*Data supplied*:

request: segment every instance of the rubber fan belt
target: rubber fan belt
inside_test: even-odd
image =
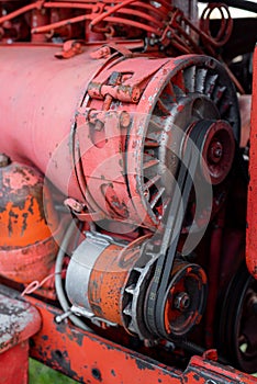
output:
[[[157,255],[156,269],[146,304],[147,327],[150,332],[159,337],[168,337],[163,316],[165,306],[164,297],[168,289],[186,207],[200,159],[199,156],[195,156],[195,148],[199,150],[198,154],[201,154],[200,148],[203,138],[212,124],[213,121],[200,121],[192,128],[178,173],[178,188],[175,189],[170,206],[167,210],[167,223],[161,238],[161,246],[158,251],[159,255]],[[182,208],[183,215],[179,215]]]

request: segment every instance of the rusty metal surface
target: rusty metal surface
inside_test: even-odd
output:
[[[0,354],[0,383],[27,384],[29,341],[23,341]]]
[[[257,380],[232,368],[193,357],[183,371],[123,348],[66,323],[56,324],[60,312],[34,298],[43,318],[32,338],[31,355],[81,383],[219,383],[253,384]]]
[[[27,340],[40,327],[41,316],[36,308],[0,294],[0,353]]]

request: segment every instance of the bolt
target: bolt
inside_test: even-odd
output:
[[[190,305],[190,297],[187,292],[180,292],[177,294],[174,301],[174,306],[176,309],[186,310]]]
[[[223,155],[223,146],[220,142],[213,142],[209,150],[209,159],[212,162],[219,162]]]

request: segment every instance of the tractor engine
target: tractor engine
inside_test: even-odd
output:
[[[165,364],[216,349],[255,373],[227,5],[201,18],[197,1],[0,10],[0,282],[62,308],[57,324]]]

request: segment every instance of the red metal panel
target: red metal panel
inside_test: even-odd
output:
[[[257,279],[257,48],[254,54],[250,125],[250,182],[248,188],[246,262],[249,272]]]
[[[30,297],[41,312],[43,327],[33,337],[31,355],[82,383],[257,383],[247,374],[193,357],[185,372],[123,348],[67,323],[57,324],[60,312]],[[118,340],[119,341],[119,340]]]
[[[27,384],[29,341],[9,349],[0,354],[0,383]]]

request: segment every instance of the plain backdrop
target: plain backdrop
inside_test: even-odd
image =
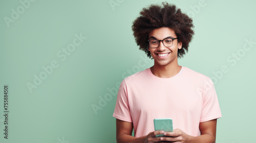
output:
[[[216,142],[253,142],[255,1],[167,2],[193,19],[195,34],[178,63],[214,82],[223,116]],[[154,64],[139,50],[132,22],[161,2],[1,1],[0,142],[116,142],[119,84]]]

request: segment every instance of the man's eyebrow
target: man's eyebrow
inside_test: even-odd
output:
[[[169,36],[169,37],[167,37],[166,38],[165,38],[164,39],[166,39],[166,38],[174,38],[174,37],[172,37],[172,36]],[[157,39],[157,38],[154,37],[154,36],[151,36],[150,37],[150,38],[148,39]]]

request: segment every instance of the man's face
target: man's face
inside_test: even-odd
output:
[[[169,28],[163,27],[153,30],[150,33],[148,39],[163,40],[166,37],[177,38],[175,32]],[[173,41],[173,45],[170,47],[166,47],[161,41],[159,45],[157,48],[152,48],[148,45],[148,51],[151,56],[155,60],[156,65],[167,65],[177,61],[178,49],[181,49],[182,43],[178,43],[177,39]],[[167,54],[167,55],[161,57],[158,54]]]

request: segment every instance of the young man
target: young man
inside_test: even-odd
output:
[[[154,64],[120,84],[113,114],[117,142],[215,142],[222,115],[212,81],[178,64],[194,34],[192,19],[163,5],[143,8],[133,22],[136,42]],[[154,131],[157,118],[172,118],[174,132],[155,137],[163,133]]]

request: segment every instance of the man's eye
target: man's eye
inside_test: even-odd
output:
[[[165,42],[167,42],[167,43],[170,43],[170,42],[172,42],[172,41],[173,41],[173,40],[165,40]]]
[[[152,41],[151,42],[152,44],[157,44],[158,43],[158,41]]]

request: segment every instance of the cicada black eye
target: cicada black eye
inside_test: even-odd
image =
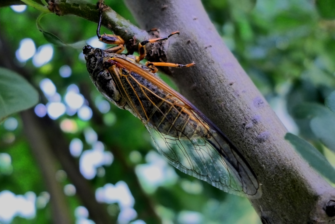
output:
[[[88,53],[91,51],[91,50],[93,49],[92,47],[89,45],[86,45],[86,46],[83,48],[83,53],[84,54],[86,55]]]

*Work instructions*:
Pull every line of the entries above into your answer without changing anything, but leave out the pictures.

*Answer for the task*:
request: segment every instance of the rubber fan belt
target: rubber fan belt
inside_test: even-odd
image =
output:
[[[157,255],[156,269],[146,304],[147,327],[150,332],[159,337],[168,337],[163,316],[165,306],[164,297],[168,289],[186,207],[200,159],[199,156],[195,156],[195,148],[199,150],[198,154],[201,154],[200,148],[203,138],[212,124],[213,121],[200,121],[192,128],[178,173],[178,188],[175,189],[170,206],[167,210],[167,223],[161,238],[161,246],[158,251],[159,255]],[[182,208],[183,215],[179,215]]]

request: segment every instance of the rusty metal surface
target: rusty metal surface
inside_test: even-odd
output:
[[[0,354],[0,383],[27,384],[29,341],[23,341]]]
[[[257,380],[232,368],[193,357],[183,371],[123,348],[66,323],[56,324],[60,312],[34,298],[43,318],[32,338],[31,355],[81,383],[219,383],[253,384]]]
[[[27,340],[40,327],[41,316],[36,308],[0,294],[0,353]]]

request: segment every instance of the bolt
target: bolt
inside_test: even-odd
output:
[[[190,305],[190,297],[187,292],[180,292],[177,294],[174,301],[174,306],[176,309],[186,310]]]
[[[223,155],[223,146],[220,142],[213,142],[209,150],[209,159],[212,162],[219,162]]]

request: segment every instance of the tractor engine
target: tractor engine
inside_test: even-odd
output:
[[[165,364],[216,349],[255,373],[227,5],[201,18],[197,1],[0,10],[0,282],[62,308],[57,324]]]

request: segment every instance of the red metal panel
target: red metal panel
inside_test: even-odd
output:
[[[257,279],[257,48],[254,54],[250,125],[250,182],[248,188],[246,262],[249,272]]]
[[[30,297],[41,312],[43,327],[33,337],[31,355],[82,383],[257,383],[247,374],[193,357],[185,372],[123,348],[67,323],[57,324],[60,312]],[[118,340],[119,341],[119,340]]]
[[[27,384],[29,341],[9,349],[0,354],[0,383]]]

request: segment every instance of the plain backdrop
target: plain backdrop
inside_test: even-odd
image =
output:
[[[216,142],[253,142],[255,1],[167,2],[193,19],[195,34],[178,63],[214,82],[223,116]],[[154,64],[139,50],[132,22],[161,2],[1,1],[0,142],[116,142],[119,84]]]

request: segment every instance of the man's eyebrow
target: man's eyebrow
inside_test: even-odd
output:
[[[169,36],[169,37],[167,37],[166,38],[165,38],[164,39],[166,39],[166,38],[174,38],[174,37],[172,37],[172,36]],[[157,39],[157,38],[154,37],[154,36],[151,36],[150,37],[150,38],[148,39]]]

request: segment every instance of the man's face
target: man's face
inside_test: even-odd
output:
[[[169,28],[163,27],[153,30],[150,33],[148,39],[163,40],[166,37],[177,38],[175,32]],[[173,41],[173,45],[170,47],[166,47],[161,41],[159,45],[157,48],[152,48],[148,45],[148,51],[151,56],[155,60],[156,65],[167,65],[177,61],[178,49],[181,49],[182,43],[178,43],[177,39]],[[167,54],[167,55],[161,57],[158,54]]]

request: segment every instance of the young man
target: young man
inside_test: even-odd
output:
[[[154,64],[120,84],[113,114],[117,142],[215,142],[222,115],[212,81],[178,64],[194,34],[192,19],[163,5],[143,8],[133,22],[136,42]],[[154,131],[157,118],[172,118],[174,132],[155,137],[163,133]]]

request: segment every instance of the man's eye
target: man's eye
inside_test: even-odd
output:
[[[165,42],[167,42],[167,43],[170,43],[170,42],[172,42],[172,41],[173,41],[173,40],[165,40]]]
[[[152,41],[151,42],[152,44],[157,44],[158,43],[158,41]]]

request: segment every instance of the cicada black eye
target: cicada black eye
inside_test: even-odd
image =
output:
[[[88,53],[91,51],[91,50],[93,49],[92,47],[89,45],[86,45],[86,46],[83,48],[83,53],[84,54],[86,55]]]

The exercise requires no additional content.